The output should consist solely of the line containing "task | drop a pin on each instance of the traffic" and the lines that follow it through the end of the data below.

-------

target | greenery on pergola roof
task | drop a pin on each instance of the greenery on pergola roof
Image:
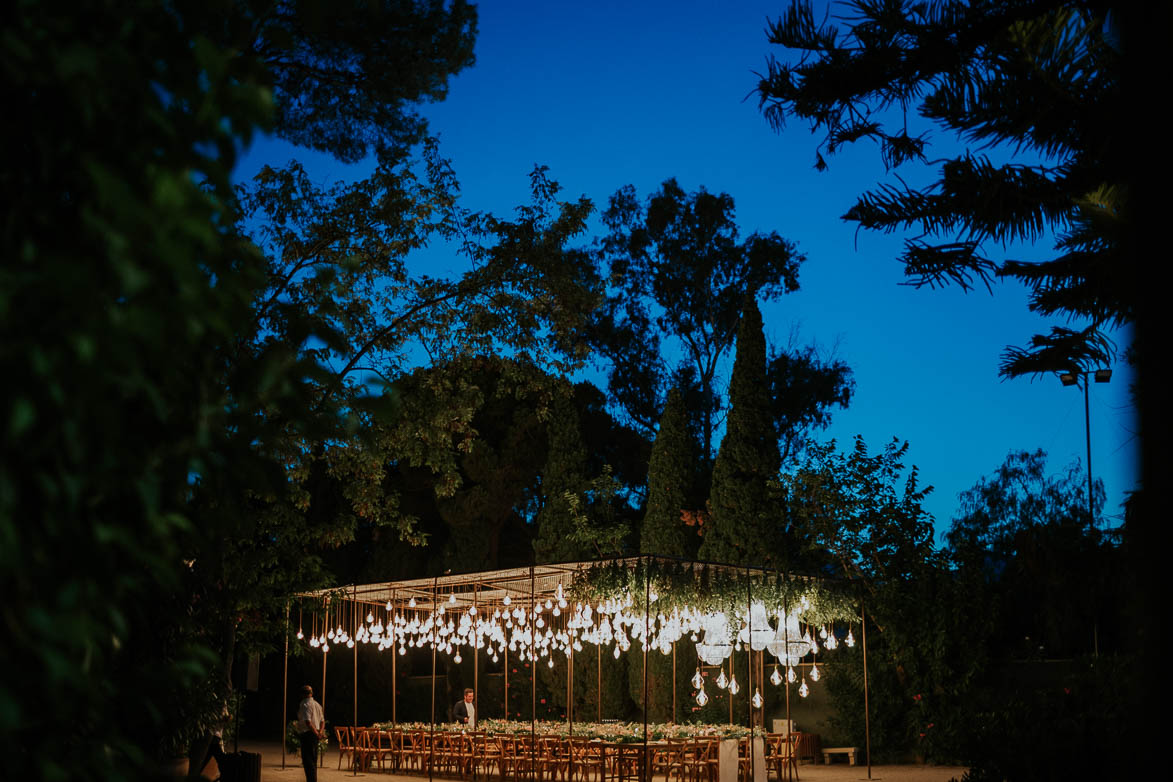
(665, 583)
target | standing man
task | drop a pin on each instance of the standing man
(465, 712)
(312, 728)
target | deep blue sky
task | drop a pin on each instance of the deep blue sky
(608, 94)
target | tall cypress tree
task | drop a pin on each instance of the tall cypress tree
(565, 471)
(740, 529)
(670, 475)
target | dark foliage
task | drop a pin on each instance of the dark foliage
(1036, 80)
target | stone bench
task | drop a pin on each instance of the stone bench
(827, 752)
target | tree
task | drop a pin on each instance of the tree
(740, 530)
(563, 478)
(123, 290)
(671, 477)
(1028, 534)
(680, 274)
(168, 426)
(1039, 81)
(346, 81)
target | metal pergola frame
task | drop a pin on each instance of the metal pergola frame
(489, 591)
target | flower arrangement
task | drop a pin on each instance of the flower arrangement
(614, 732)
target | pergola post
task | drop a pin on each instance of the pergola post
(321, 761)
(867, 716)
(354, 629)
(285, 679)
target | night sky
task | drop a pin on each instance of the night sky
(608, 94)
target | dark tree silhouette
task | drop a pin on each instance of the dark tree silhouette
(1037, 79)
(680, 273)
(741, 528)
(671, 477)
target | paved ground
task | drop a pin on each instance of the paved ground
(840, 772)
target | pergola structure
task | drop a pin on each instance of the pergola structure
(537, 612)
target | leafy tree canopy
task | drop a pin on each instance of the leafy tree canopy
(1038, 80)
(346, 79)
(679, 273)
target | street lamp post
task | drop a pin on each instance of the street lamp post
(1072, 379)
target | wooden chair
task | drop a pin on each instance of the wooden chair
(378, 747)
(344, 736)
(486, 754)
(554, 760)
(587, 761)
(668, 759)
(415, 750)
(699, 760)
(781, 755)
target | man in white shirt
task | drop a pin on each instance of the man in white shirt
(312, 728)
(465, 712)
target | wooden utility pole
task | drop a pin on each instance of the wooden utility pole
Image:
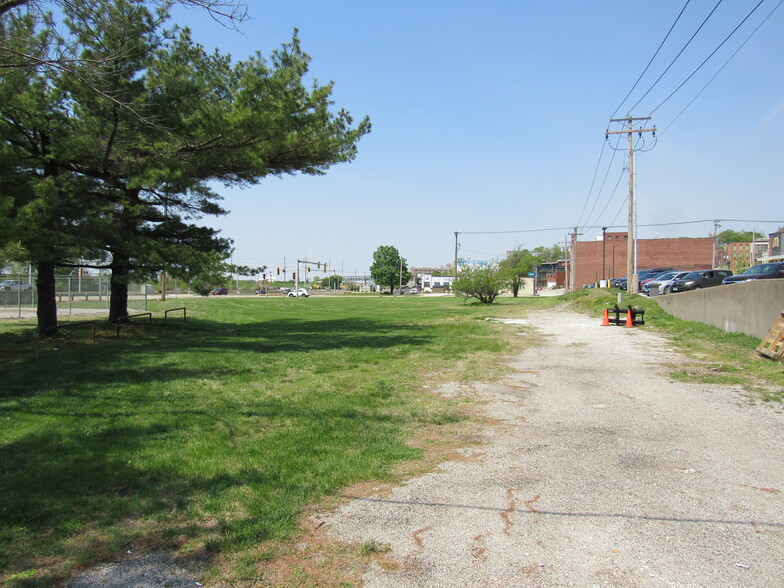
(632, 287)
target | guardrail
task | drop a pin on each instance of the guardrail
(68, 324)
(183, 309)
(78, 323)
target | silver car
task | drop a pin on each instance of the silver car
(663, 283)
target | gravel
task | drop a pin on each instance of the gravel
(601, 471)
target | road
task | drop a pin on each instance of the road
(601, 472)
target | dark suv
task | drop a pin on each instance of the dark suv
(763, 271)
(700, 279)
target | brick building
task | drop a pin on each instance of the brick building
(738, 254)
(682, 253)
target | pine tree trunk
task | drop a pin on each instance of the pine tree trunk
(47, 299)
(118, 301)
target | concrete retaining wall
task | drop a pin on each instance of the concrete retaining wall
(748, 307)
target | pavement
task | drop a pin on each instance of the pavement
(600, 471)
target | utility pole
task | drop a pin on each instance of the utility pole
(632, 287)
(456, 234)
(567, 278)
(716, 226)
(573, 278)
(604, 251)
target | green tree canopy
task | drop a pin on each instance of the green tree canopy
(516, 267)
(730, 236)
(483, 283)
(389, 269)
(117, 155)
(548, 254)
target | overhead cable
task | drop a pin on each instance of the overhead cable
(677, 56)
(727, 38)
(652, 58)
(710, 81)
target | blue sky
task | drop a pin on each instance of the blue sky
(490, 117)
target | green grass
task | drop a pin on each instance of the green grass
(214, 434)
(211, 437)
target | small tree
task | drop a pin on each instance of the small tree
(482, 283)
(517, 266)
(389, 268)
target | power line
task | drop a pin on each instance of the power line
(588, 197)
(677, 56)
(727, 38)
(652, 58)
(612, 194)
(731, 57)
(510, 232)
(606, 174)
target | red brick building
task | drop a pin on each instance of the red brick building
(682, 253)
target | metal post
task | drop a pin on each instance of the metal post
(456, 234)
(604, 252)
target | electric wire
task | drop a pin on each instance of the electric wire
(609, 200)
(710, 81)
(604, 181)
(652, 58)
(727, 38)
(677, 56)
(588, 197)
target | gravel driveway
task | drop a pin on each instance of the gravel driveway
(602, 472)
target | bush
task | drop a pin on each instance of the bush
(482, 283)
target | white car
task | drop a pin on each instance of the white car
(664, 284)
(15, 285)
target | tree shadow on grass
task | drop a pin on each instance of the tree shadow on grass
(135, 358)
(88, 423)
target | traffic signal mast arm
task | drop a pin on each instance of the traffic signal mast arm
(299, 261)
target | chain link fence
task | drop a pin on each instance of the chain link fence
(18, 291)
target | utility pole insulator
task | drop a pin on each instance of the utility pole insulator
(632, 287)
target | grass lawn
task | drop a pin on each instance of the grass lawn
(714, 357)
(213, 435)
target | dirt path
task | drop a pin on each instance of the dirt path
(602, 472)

-------

SOLUTION FOR THIS PROBLEM:
task | drop a pin on each instance of the traffic signal mast arm
(299, 261)
target | chain link fence
task | drop a pin on each instance of the chain link fence
(18, 291)
target | utility pole insulator
task | drop a pin on each instance of the utility pole insulator
(632, 287)
target | grass lawn
task | drop a pin on each instance of the grass lawn
(714, 357)
(213, 435)
target | dirt path
task | drop a pin on each instance of the dirt path
(602, 472)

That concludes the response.